Pictures are not part of the copy. Reproduce all the records exactly.
Records to use: Begin
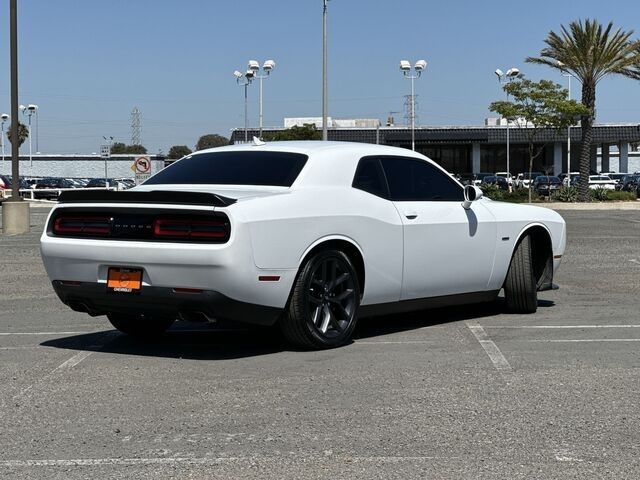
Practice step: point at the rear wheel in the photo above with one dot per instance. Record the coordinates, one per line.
(520, 290)
(322, 312)
(140, 325)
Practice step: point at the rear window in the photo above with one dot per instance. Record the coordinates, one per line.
(278, 169)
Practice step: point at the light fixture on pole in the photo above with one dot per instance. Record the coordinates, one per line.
(267, 67)
(29, 111)
(245, 80)
(511, 74)
(4, 117)
(418, 68)
(565, 73)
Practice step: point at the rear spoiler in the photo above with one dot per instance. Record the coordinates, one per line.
(154, 196)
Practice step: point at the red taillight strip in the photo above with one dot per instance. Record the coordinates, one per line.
(269, 278)
(82, 225)
(187, 290)
(185, 228)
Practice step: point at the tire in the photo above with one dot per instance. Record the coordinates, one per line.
(323, 308)
(140, 325)
(520, 289)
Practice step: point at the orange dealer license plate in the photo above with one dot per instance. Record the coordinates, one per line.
(124, 280)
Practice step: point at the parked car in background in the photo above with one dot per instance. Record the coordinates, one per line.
(100, 183)
(629, 183)
(596, 181)
(467, 178)
(545, 185)
(46, 188)
(524, 179)
(5, 184)
(500, 182)
(479, 177)
(506, 175)
(615, 176)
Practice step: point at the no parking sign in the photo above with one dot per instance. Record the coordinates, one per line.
(142, 168)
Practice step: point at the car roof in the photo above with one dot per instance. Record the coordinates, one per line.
(310, 147)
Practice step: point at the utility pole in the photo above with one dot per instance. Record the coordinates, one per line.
(325, 100)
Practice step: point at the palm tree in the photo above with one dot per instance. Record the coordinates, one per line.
(589, 51)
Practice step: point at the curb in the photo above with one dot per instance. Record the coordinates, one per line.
(591, 206)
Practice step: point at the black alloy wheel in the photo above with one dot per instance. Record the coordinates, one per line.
(323, 309)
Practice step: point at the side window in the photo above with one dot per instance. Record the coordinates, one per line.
(369, 177)
(415, 180)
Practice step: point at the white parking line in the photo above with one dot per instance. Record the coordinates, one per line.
(491, 349)
(561, 326)
(6, 334)
(71, 362)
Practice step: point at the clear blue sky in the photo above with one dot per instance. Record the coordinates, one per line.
(88, 63)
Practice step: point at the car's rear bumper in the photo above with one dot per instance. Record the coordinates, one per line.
(94, 299)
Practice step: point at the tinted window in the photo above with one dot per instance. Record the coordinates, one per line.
(411, 179)
(369, 177)
(234, 168)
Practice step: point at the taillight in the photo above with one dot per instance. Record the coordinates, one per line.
(82, 225)
(185, 228)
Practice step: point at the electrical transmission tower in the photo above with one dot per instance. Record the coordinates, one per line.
(135, 127)
(408, 106)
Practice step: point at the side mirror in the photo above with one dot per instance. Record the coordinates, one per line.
(471, 194)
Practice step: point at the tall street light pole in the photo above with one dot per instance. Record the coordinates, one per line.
(15, 211)
(245, 80)
(15, 123)
(267, 67)
(325, 98)
(502, 77)
(418, 68)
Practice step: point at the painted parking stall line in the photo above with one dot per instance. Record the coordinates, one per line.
(560, 327)
(70, 362)
(491, 349)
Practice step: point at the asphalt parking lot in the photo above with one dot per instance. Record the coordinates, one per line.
(452, 393)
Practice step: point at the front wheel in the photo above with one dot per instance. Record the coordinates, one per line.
(140, 325)
(322, 311)
(520, 289)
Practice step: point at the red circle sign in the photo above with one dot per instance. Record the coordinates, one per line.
(143, 165)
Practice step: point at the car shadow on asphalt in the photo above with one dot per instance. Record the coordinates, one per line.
(225, 342)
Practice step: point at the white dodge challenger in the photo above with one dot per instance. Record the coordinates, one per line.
(308, 235)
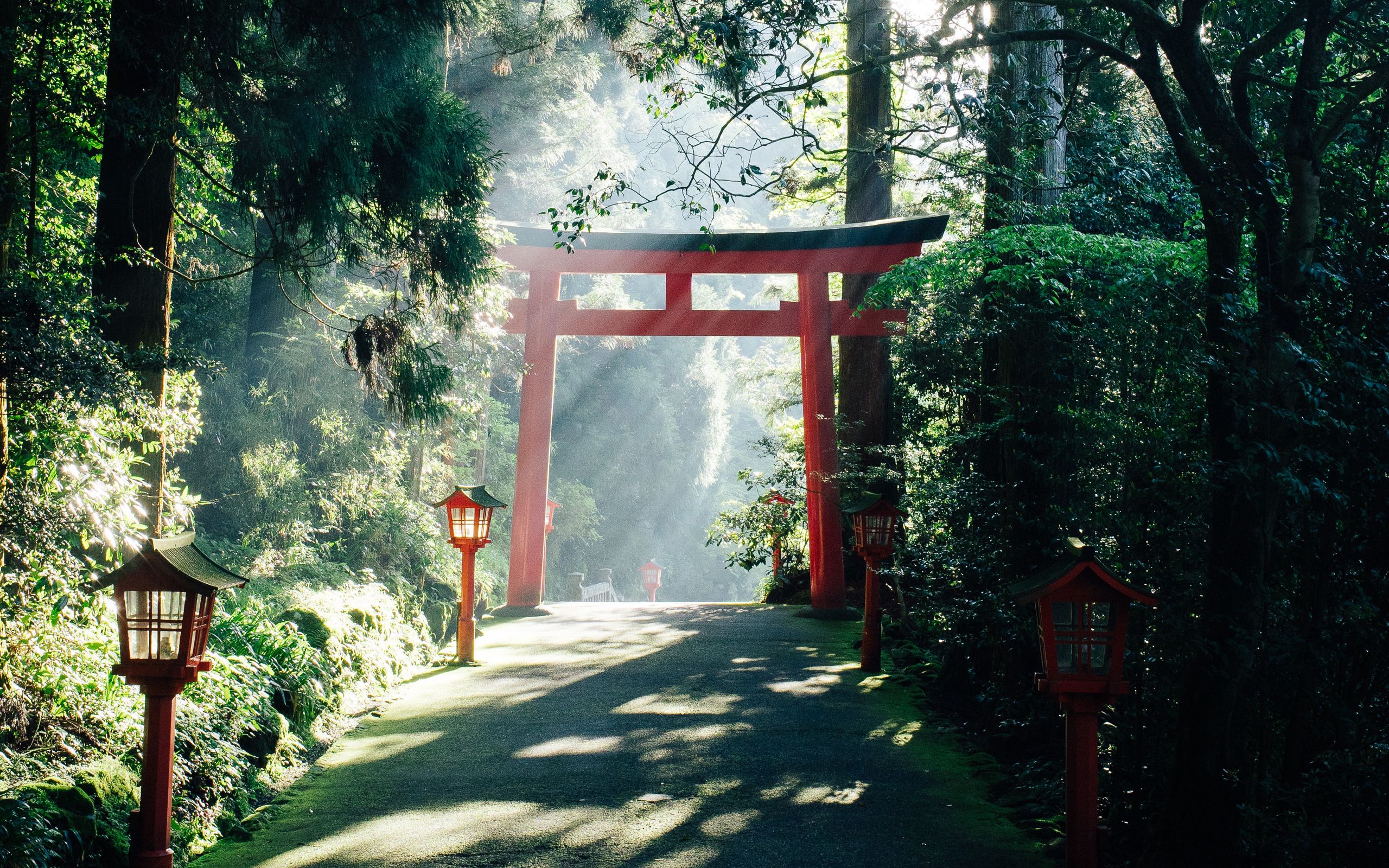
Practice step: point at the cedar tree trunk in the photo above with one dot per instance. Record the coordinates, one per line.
(135, 209)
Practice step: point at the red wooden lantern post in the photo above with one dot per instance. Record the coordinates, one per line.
(164, 602)
(777, 499)
(876, 521)
(1082, 623)
(549, 516)
(652, 578)
(469, 513)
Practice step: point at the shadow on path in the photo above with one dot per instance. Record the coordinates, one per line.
(636, 735)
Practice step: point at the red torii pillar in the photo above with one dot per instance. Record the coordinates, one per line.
(812, 254)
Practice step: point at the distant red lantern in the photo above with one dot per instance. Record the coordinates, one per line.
(164, 598)
(469, 519)
(777, 499)
(876, 524)
(652, 578)
(1082, 626)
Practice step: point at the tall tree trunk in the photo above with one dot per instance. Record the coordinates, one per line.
(416, 469)
(9, 197)
(1199, 824)
(1045, 91)
(1025, 153)
(135, 207)
(270, 309)
(864, 367)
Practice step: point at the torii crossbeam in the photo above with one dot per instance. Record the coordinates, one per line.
(812, 254)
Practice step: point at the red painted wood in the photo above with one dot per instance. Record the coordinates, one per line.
(156, 778)
(817, 382)
(1082, 780)
(870, 655)
(683, 321)
(467, 604)
(841, 260)
(525, 579)
(814, 320)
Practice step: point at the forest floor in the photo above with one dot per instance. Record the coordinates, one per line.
(667, 735)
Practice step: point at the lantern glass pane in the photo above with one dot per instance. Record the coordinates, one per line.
(1082, 638)
(1099, 659)
(155, 624)
(1065, 658)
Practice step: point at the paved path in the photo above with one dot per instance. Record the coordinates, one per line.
(636, 735)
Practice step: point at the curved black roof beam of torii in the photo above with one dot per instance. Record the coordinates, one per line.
(869, 247)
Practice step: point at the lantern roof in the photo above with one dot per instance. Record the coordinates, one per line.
(874, 503)
(181, 557)
(1077, 561)
(474, 494)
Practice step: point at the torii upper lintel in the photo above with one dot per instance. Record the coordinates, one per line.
(812, 254)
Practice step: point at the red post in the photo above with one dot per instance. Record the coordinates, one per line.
(1082, 778)
(467, 603)
(525, 577)
(150, 847)
(817, 380)
(870, 656)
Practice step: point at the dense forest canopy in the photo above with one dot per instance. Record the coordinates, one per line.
(249, 289)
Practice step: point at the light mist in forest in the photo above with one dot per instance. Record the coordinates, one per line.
(651, 432)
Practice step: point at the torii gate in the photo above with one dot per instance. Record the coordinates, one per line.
(812, 254)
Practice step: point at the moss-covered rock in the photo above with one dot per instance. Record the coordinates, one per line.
(438, 617)
(365, 618)
(109, 784)
(266, 737)
(65, 805)
(310, 624)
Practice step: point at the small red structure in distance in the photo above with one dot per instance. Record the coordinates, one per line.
(652, 578)
(1082, 623)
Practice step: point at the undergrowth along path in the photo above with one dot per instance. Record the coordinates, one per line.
(639, 735)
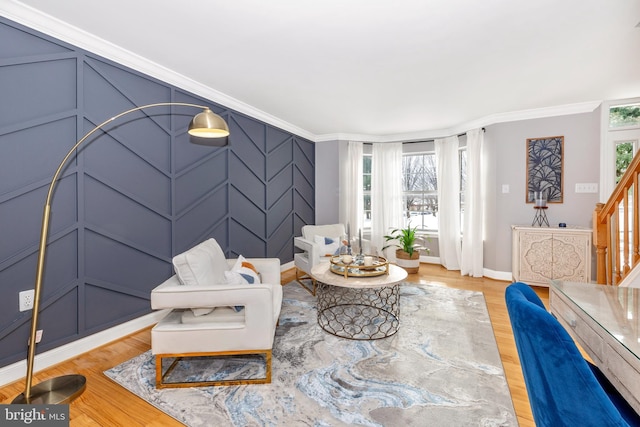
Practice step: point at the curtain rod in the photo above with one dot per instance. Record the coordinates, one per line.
(427, 140)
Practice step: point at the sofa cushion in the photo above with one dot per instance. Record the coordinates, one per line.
Records to use: End
- _Task solution_:
Practice step: point at the rear wheel in the photo above with one dot per instance. Record the coordinates, one per line.
(520, 290)
(322, 312)
(140, 325)
Practice step: point at the rear window in the photo above with one dot per instance. Record the coordinates, one per line.
(278, 169)
Practice step: point at the light fixture on pole in the photo above with one dot per instance. Record the coordinates, one per line.
(267, 67)
(29, 111)
(245, 80)
(511, 74)
(4, 117)
(418, 68)
(565, 73)
Practice step: point at the rear spoiler in the photo above with one dot per instance. Record the coordinates, one per line.
(154, 196)
Practice step: point at the red taillight strip in the photo above with one dot per instance. Record the coordinates, one per line.
(269, 278)
(82, 225)
(187, 290)
(185, 228)
Practice step: point at the tire in the photo above with one dot per instance. Record the coordinates, one per line.
(323, 308)
(140, 325)
(520, 289)
Practice step: point at the orange dealer license plate in the photo above with one dot per instance. Record the coordinates, one per line.
(124, 280)
Practice step: point at the parked car in background in the photo above with one dot per instance. Record the coordinates, one per line.
(100, 183)
(629, 183)
(596, 181)
(467, 178)
(545, 185)
(46, 188)
(524, 179)
(5, 184)
(500, 182)
(479, 177)
(506, 175)
(615, 176)
Practice step: point at the no parking sign in the photo above with one dot per instance. Record the coordinates, one per line.
(142, 168)
Practice step: point at the car roof in the photo above with one dot per instance. Record the coordinates, one per line.
(310, 147)
Practice step: point at the utility pole in the photo above with one dot per instance. Record the coordinates, one per line.
(325, 100)
Practice step: point at the palm tree in the photo above with one dot per instance. Record the coordinates, one per line.
(589, 51)
Practice step: point at the curb in the photo above with one dot per instance. Record the coordinates, one per line.
(591, 206)
Practice step: point at the black alloy wheel in the photo above with one dot per instance. Record the coordinates, one per line.
(323, 309)
Practice step: point at the side window in the photo above with one dot per instance. Record the coordinates, one per line.
(369, 177)
(415, 180)
Practice step: point at the white parking line in the photo above with one dot per instance. Record the coordinates, one per line.
(491, 349)
(561, 326)
(6, 334)
(71, 362)
Practice step: point at the clear blue sky in the photo above with one dot per instance. Record the coordinates, one per line.
(88, 63)
Practice step: point at the car's rear bumper in the photo above with one dot per instance. Record the coordinates, one per line.
(94, 299)
Practice step: point at the tinted window in the photo above with one dot per instance. Record the coordinates, one per line.
(411, 179)
(369, 177)
(234, 168)
Practice step: point at the taillight in the photo above with one dot per instance. Record the coordinates, one per line.
(82, 225)
(185, 228)
Practice step: point at the electrical transmission tower in the photo above with one dot per instance. Record the coordinates, one per line.
(135, 127)
(408, 106)
Practice step: point at the side mirror in the photo above with one dot per instance. Record the coordinates, one per line.
(471, 194)
Practice step: point at the tall street light pole in the photo above with one dot per instance. Record the coordinates, one per line.
(15, 211)
(245, 80)
(15, 123)
(267, 67)
(325, 98)
(502, 77)
(418, 68)
Practice step: point at the painted parking stall line in the photo above with one dot per instance. Record the coordinates, one per line.
(560, 327)
(70, 362)
(491, 349)
Practice step: point at the asphalt parking lot in the photo above with one dot per instance. Record the coordinates, one per line.
(452, 393)
Practice step: point at the front wheel in the photo above with one dot per instance. Record the coordinates, one per line.
(140, 325)
(322, 311)
(520, 289)
Practice step: point at the red circle sign in the photo above with one dot per instance. Record the coordinates, one per line.
(143, 165)
Practice step: point at the car shadow on asphalt in the photo above with one dot per instance. Record the coordinates, one per line.
(225, 342)
Practice step: point at the white dodge challenger in the photo above with one dot per instance. Record the coordinates, one per line.
(308, 235)
Practice step: point at the cedar tree trunk in the photo above with one dot per instance. Record the coordinates, one per line.
(135, 209)
Practice step: point at the red wooden lantern post in the photo above with one dot per instance. Record the coordinates, one per line.
(164, 602)
(777, 499)
(876, 521)
(1082, 623)
(549, 516)
(652, 578)
(469, 513)
Practice step: point at the shadow on path in the photo above with one dot per instance. Record the coordinates, one per line.
(636, 735)
Practice step: point at the red torii pillar in the photo above with one dot per instance. Record the coordinates, one per line.
(812, 254)
Practice step: point at the distant red lantern in the photo above with one dot per instance. Record the coordinates, one per line.
(164, 598)
(469, 519)
(777, 499)
(876, 524)
(652, 578)
(1082, 626)
Practice step: point at the tall tree trunk in the photo above with one dot per instance. Record the coordinates, one per line.
(416, 469)
(9, 197)
(1199, 824)
(1045, 91)
(1025, 153)
(135, 207)
(270, 309)
(864, 367)
Practice step: point at the torii crossbeam in the photo above with one dot per instance. Record the coordinates, one per line.
(812, 254)
Practice step: point at the red painted wood in the photo above with one dot per instance. Record the coordinates, one per line.
(156, 778)
(817, 382)
(1082, 780)
(870, 655)
(683, 321)
(467, 604)
(841, 260)
(525, 579)
(814, 320)
Practice step: point at the forest floor in the photo above with one dot per instance. Record the coordinates, one per line.
(667, 735)
Practice step: point at the lantern glass pane in the photo above with one dot per instance. Record the coordinates, one per line.
(1082, 638)
(1099, 659)
(155, 624)
(1065, 658)
Practice step: point at the paved path in the photo above with one dot per instance. Record the coordinates, one per line.
(636, 735)
Practice step: point at the curved black roof beam of torii in the photo above with one dot per instance. Record the coordinates, one per line.
(869, 247)
Practice step: point at the lantern roof in the photo above with one dot per instance. Record the coordinates, one per line.
(874, 503)
(181, 557)
(1077, 561)
(474, 494)
Practice step: point at the torii upper lintel in the photo above with one dot per instance. Record the coordinates, one per line.
(812, 254)
Practice step: point at the red post in the photo above with one dot per instance. Record the coordinates, one per line.
(1082, 778)
(467, 603)
(525, 577)
(150, 847)
(817, 380)
(870, 656)
Practice step: point at the dense forest canopy in the photo above with one dot per instance. Record the coordinates, one per line.
(249, 289)
Practice step: point at the light mist in forest in the photo above with one dot per instance. Record the coordinates, one per line.
(651, 432)
Practice step: point at the torii gate in the photo above with one dot per instance. Record the coordinates, one per line.
(812, 254)
Practice step: point at the moss-covered rock in the photo above with one dot per instance. Record the coordinates, one per line.
(438, 617)
(365, 618)
(109, 784)
(266, 737)
(65, 805)
(310, 624)
Practice step: point at the small red structure in distance in the photo above with one dot per instance. Record the coordinates, one per line.
(652, 578)
(1082, 623)
Practice step: point at the undergrowth along path in the photo above with one dot per instance. Record the coordinates, one per line.
(639, 735)
Practice step: point at the curtain rod in the photo above with one dot per instance. Record the coordinates, one per line.
(427, 140)
Practice step: point at the sofa cushion in the photo above with one dot per instance. Record the coordinates, one per line.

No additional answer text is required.